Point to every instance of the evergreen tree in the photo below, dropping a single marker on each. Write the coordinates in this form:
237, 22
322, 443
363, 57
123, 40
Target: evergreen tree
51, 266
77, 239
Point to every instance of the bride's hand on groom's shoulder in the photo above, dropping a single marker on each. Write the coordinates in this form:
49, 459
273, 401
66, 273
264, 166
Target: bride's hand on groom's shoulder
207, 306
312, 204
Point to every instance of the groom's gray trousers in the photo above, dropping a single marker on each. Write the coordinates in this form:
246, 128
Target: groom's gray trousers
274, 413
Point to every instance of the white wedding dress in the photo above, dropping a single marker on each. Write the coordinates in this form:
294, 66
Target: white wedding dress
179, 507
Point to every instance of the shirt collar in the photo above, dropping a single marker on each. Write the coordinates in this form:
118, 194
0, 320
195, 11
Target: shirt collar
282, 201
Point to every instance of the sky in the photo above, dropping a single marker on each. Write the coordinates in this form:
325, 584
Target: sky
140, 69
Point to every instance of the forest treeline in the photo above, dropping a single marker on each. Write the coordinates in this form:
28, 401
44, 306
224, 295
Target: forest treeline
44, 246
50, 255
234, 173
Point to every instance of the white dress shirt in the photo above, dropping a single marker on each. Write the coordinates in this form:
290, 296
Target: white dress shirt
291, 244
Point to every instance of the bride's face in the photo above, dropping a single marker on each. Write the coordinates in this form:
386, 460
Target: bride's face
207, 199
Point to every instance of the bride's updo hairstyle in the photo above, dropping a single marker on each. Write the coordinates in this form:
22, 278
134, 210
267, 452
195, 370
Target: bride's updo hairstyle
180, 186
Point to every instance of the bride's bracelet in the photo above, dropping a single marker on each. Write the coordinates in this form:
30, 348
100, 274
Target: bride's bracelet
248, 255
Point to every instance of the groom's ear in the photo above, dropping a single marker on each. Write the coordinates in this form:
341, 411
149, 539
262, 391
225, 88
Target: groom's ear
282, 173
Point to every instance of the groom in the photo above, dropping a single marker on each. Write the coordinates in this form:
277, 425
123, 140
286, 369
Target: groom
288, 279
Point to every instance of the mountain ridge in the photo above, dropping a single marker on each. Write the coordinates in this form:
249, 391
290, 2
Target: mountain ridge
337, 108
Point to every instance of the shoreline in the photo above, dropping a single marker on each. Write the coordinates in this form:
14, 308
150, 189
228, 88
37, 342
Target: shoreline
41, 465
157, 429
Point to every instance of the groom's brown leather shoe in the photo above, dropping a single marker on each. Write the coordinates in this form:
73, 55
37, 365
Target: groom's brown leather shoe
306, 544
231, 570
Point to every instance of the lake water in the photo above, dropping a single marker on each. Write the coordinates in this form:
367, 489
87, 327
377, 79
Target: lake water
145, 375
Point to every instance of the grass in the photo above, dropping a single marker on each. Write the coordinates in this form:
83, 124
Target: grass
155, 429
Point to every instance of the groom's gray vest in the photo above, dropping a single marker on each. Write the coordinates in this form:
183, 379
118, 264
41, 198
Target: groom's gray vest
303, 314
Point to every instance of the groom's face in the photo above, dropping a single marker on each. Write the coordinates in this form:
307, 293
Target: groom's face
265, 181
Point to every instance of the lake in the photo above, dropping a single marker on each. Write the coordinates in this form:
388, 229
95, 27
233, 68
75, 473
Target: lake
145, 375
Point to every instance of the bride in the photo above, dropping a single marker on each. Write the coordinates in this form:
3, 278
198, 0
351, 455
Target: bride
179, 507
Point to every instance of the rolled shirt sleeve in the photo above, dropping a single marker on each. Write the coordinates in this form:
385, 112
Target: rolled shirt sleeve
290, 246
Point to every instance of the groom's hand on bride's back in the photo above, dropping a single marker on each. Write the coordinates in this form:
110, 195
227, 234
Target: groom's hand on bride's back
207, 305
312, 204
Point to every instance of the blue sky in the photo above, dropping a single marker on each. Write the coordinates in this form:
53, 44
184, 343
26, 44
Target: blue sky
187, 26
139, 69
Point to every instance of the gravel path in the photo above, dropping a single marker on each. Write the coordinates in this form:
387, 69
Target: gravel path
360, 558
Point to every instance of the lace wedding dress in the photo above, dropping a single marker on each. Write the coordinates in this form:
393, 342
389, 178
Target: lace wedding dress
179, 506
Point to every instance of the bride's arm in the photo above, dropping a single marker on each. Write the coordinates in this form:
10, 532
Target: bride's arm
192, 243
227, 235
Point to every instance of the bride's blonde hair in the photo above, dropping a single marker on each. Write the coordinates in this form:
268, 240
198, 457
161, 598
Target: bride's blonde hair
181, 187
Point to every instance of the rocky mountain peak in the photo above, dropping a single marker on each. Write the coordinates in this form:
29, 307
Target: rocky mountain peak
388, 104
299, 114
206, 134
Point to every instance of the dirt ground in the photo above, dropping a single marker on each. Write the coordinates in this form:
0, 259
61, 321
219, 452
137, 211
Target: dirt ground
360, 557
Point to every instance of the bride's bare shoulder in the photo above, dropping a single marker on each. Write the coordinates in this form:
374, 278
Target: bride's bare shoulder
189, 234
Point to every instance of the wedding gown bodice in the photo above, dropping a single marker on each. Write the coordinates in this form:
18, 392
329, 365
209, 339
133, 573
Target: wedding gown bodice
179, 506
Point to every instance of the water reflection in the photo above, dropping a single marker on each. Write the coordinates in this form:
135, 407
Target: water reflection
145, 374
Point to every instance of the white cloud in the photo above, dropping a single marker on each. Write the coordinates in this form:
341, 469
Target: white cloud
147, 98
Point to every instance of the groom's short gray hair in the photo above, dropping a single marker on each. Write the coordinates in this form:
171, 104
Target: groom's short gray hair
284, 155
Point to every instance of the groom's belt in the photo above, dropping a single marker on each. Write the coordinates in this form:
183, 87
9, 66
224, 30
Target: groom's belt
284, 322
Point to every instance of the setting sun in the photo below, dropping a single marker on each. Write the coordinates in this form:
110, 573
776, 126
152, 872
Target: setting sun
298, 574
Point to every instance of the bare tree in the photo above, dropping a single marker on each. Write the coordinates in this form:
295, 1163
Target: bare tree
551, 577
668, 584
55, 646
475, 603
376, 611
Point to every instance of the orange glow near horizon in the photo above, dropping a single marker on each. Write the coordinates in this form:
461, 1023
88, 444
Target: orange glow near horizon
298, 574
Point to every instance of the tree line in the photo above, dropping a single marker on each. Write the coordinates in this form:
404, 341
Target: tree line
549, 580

— Task —
Nothing may be left out: return each entry exactly as it reads.

— Response below —
Point to every instance of the evergreen tree in the photo below, dropping a single marker on each. Write the coordinates in this form:
237, 22
322, 443
363, 57
123, 40
Target: evergreen tree
51, 266
77, 239
Point to every instance of the bride's hand on groom's shoulder in the photo above, dropping a single marker on each. Write the coordinates in this form:
49, 459
273, 401
66, 273
264, 166
Target: bride's hand on groom's shoulder
207, 306
312, 204
Point to every instance of the groom's gray trousers in the photo above, dropping a single marker on each. Write the coordinates in this form:
246, 128
Target: groom's gray trousers
274, 413
Point to every instance of the white wedding dress in the photo above, dropping a single marker on each. Write the coordinates in this form:
294, 66
Target: white wedding dress
179, 507
Point to every instance of the shirt collar in the photo above, dropping a single marker on each. Write the coordinates in this form:
118, 194
0, 320
195, 11
Target: shirt collar
282, 201
Point to every instance of the sky in the photo above, dropping a single marker on each. Write the coordinates in this form:
325, 584
Target: sky
140, 69
Point to every instance of the forest treeline in the photo above, dropping a single marker on each. Write the coordinates in this form:
28, 401
44, 306
224, 295
Target: forest treeline
44, 246
50, 255
234, 173
Point to every instance of the white dress shirt in the photo above, dropping a single marker on each. Write the coordinates in this form:
290, 296
Target: white dress shirt
291, 244
Point to every instance of the bride's face in the photo above, dropping a single marker on each. Write the coordinates in this form:
386, 460
Target: bride's face
207, 199
Point to every instance of the bride's updo hairstyle in the photo above, dropping a single marker on each. Write the coordinates in this form:
22, 278
134, 210
267, 452
195, 370
Target: bride's updo hairstyle
180, 186
Point to every instance of the bride's bracelet in the photo above, dropping a single marker on each. Write the coordinates in this form:
30, 348
100, 274
Target: bride's bracelet
248, 255
Point to every instance of the groom's ear in the photo above, dropping a single marker on each. Write the coordinates in this form:
341, 411
149, 539
262, 391
225, 88
Target: groom's ear
282, 173
Point to every instance of the groom in the photo above, dropping a single marker on each. Write the coordinates in this form:
277, 425
123, 140
286, 369
Target: groom
288, 279
Point to every instance of the mountain ridge in the photo above, dropping a single marker on each. Write the coordinates in this form:
249, 391
290, 2
Target: mountain ridge
337, 108
Point to every instance of the shoreline in the photo above, dropping a single marker on each. Write the coordinates in this form:
14, 308
150, 189
228, 88
37, 342
Target: shoreline
41, 465
157, 429
Point to every instance of the groom's brown leather shoe in the photo above, dropping a single marker on each. Write the coordinates in this form:
73, 55
37, 365
Target: groom's brown leather shoe
306, 544
231, 570
Point to every instance of the lake water in the photo above, dropping a single marker on each. Write the coordinates in this form:
367, 489
87, 327
377, 79
Target: lake water
145, 375
Point to every instance of the grass in the photo above, dropping a single marker on each. Write the coordinates in this form:
83, 124
Target: grass
155, 429
Point to every instance of the groom's gray vest in the photo above, dropping a single marker on each. Write the coordinates in this form:
183, 379
118, 264
41, 198
Target: groom's gray vest
303, 314
Point to every instance of the groom's face in the photo above, dropping a single marker on each. Write the coordinates in this form:
307, 293
Target: groom's face
265, 181
Point to every instance of the lake in the photo above, dropping a single marker on each. Write the coordinates in this form:
388, 229
95, 27
233, 68
75, 473
Target: lake
145, 375
Point to every instance of the bride in the photo above, dropping a single marker on each. Write the coordinates in this form:
3, 278
198, 0
351, 455
Target: bride
179, 507
Point to every instance of the rolled shirt sleeve in the photo above, dropping a single marker on each. Write the coordinates in this form:
385, 112
Target: rolled shirt sleeve
290, 246
Point to every instance of the groom's hand on bride's back in the photo above, dropping a single marker on each. Write the coordinates in this form:
110, 195
227, 234
Target: groom's hand on bride's back
207, 305
312, 204
Point to every instance of the blue sky in the photo above, dropping a single marker on each. Write the coordinates in this form:
53, 44
184, 343
26, 44
Target: blue sky
187, 26
139, 69
Point to every instance of the gravel path in the photo above, dropping a single marker on each. Write the coordinates in this form:
387, 69
Target: gravel path
360, 558
Point to every instance of the lace wedding dress in the photo above, dropping a single marker on each. Write the coordinates in this form:
393, 342
389, 178
Target: lace wedding dress
179, 506
Point to every instance of the bride's arm in the photo above, dropping a single marker on each. Write the coordinates in this form:
10, 532
Target: bride's arm
192, 243
227, 235
Point to every instance of the bride's blonde hair in the photo above, dropping a single marker on each. Write the coordinates in this form:
268, 240
198, 457
161, 598
Target: bride's blonde hair
181, 187
Point to every instance of the rocky mountain peak in the photo above, dropping a single marker on each. Write the coordinates in this form:
29, 307
Target: rocky mountain peak
388, 104
299, 114
206, 134
Point to every instance of the dirt ground in the photo above, dropping a single marker on each. Write the coordinates in this form:
0, 259
61, 321
219, 452
137, 211
Target: dirt ground
360, 557
Point to every instance of the bride's bare shoulder in the photo above, dropping a single marker on each. Write the coordinates in this form:
374, 278
Target: bride's bare shoulder
189, 234
Point to every instance of the wedding gown bodice in the photo above, dropping a single marker on each. Write the coordinates in this form:
18, 392
329, 365
209, 339
133, 573
Target: wedding gown bodice
179, 506
Point to every instance of the water reflection in the photo above, dropping a single marker on each. Write the coordinates in this form:
135, 407
Target: water reflection
145, 374
Point to every instance of the white cloud in the photo above, dropping a single marker on each. Write the coordinates in this form:
341, 469
Target: white cloud
147, 98
Point to every instance of the groom's short gray hair in the photo above, dropping a single marker on each. Write the coordinates in this form:
171, 104
Target: groom's short gray hair
284, 155
Point to every instance of the groom's belt in the photo above, dropping a single marker on each. Write the coordinates in this form:
183, 87
9, 66
224, 30
Target: groom's belt
284, 322
Point to every instance of the setting sun in the photo below, dropping a single marker on each. Write the coordinates in this form:
110, 573
776, 126
152, 872
Target: setting sun
298, 574
Point to every instance of the bare tree in the photo above, dropping a single marker on each. Write the coordinates in this form:
295, 1163
Target: bare tree
551, 577
668, 584
55, 646
475, 603
376, 611
Point to every instance of the orange glow near horizon in the photo above, dropping a single marker on each. Write the coordinates in this form:
461, 1023
88, 444
Target: orange glow near horizon
298, 574
Point to every instance of the tree line in the photo above, dropping a single marker on each. Write the coordinates in this form:
404, 341
Target: tree line
549, 580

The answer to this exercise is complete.